**EXERCISE AIM**
According to the text on the Association internationale d'études occitanes, when and where did the association hold its first international congress?

**EXCERPT TO READ**
┌──

= Association internationale d'études occitanes =

International scholarly association

The Association internationale d'études occitanes (Associacion Internacionala d'estudis occitans), abbreviated to AIEO, is an international scholarly organization whose mission is the study and promotion of the Occitan language spoken in the south of France, the northeast of Spain, specifically in the Val d'Aran, and the northwest of Italy. Members of the AIEO include scholars, academics, students, and those interested in Occitania.

The AIEO was formally organized in 1981 and held its first international congress in 1984, in Southampton, England. Congresses are generally held every three years, attracting scholars from around the world; the tradition is to alternate between venues in Occitan-speaking regions and non-Occitan-speaking regions. Each congress has been followed by the publication of Acts. As of September 2023, congresses have been held in the cities of Southampton (1984), Turin (1987), Montpellier (1990), Vitoria-Gasteiz (1993), Toulouse (1996), Vienna (1999), Reggio Calabria and Messina (2002), Bordeaux (2005), Aachen (2008), Béziers (2011), Lleida (2014), and Albi (2017). The conference scheduled for Cuneo (2020) was abbreviated and held online because of COVID-19 pandemic concerns; in-person meetings resumed with the 2023 congress in Munich.

└──

(Saved entries)

┌──

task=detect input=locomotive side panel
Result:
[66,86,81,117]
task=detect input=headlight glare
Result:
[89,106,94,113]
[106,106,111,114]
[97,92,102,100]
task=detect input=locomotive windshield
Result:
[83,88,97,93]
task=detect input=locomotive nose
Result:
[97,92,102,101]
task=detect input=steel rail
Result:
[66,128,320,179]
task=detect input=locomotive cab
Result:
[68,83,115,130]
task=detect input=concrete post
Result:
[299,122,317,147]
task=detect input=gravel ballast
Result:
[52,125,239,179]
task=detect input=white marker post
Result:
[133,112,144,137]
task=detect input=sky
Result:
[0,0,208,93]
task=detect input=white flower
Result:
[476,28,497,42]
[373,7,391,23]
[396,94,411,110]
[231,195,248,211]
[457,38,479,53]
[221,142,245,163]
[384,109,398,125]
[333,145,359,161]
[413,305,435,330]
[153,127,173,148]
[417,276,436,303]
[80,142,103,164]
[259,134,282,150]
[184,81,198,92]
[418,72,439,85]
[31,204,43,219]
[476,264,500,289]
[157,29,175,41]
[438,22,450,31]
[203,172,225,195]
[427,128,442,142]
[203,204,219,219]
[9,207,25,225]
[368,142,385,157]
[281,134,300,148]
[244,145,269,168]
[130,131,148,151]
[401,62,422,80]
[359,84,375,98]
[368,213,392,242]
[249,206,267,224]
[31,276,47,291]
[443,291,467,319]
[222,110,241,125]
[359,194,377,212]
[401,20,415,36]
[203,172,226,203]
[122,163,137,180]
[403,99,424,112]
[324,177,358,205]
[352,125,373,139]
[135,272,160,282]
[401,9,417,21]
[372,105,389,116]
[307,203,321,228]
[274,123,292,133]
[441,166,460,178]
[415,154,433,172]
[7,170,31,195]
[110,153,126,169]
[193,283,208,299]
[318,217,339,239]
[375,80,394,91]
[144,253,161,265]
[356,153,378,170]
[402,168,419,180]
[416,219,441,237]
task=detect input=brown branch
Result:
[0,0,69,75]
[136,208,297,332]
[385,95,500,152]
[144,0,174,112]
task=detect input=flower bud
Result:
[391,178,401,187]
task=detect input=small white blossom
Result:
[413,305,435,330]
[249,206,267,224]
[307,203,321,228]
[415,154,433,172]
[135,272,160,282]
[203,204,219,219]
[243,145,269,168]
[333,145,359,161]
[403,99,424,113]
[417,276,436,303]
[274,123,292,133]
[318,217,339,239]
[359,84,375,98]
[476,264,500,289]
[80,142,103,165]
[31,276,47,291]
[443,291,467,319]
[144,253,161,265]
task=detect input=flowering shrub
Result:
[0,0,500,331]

└──

**ANSWER BOX**
It was held in 1984 in Southampton, England.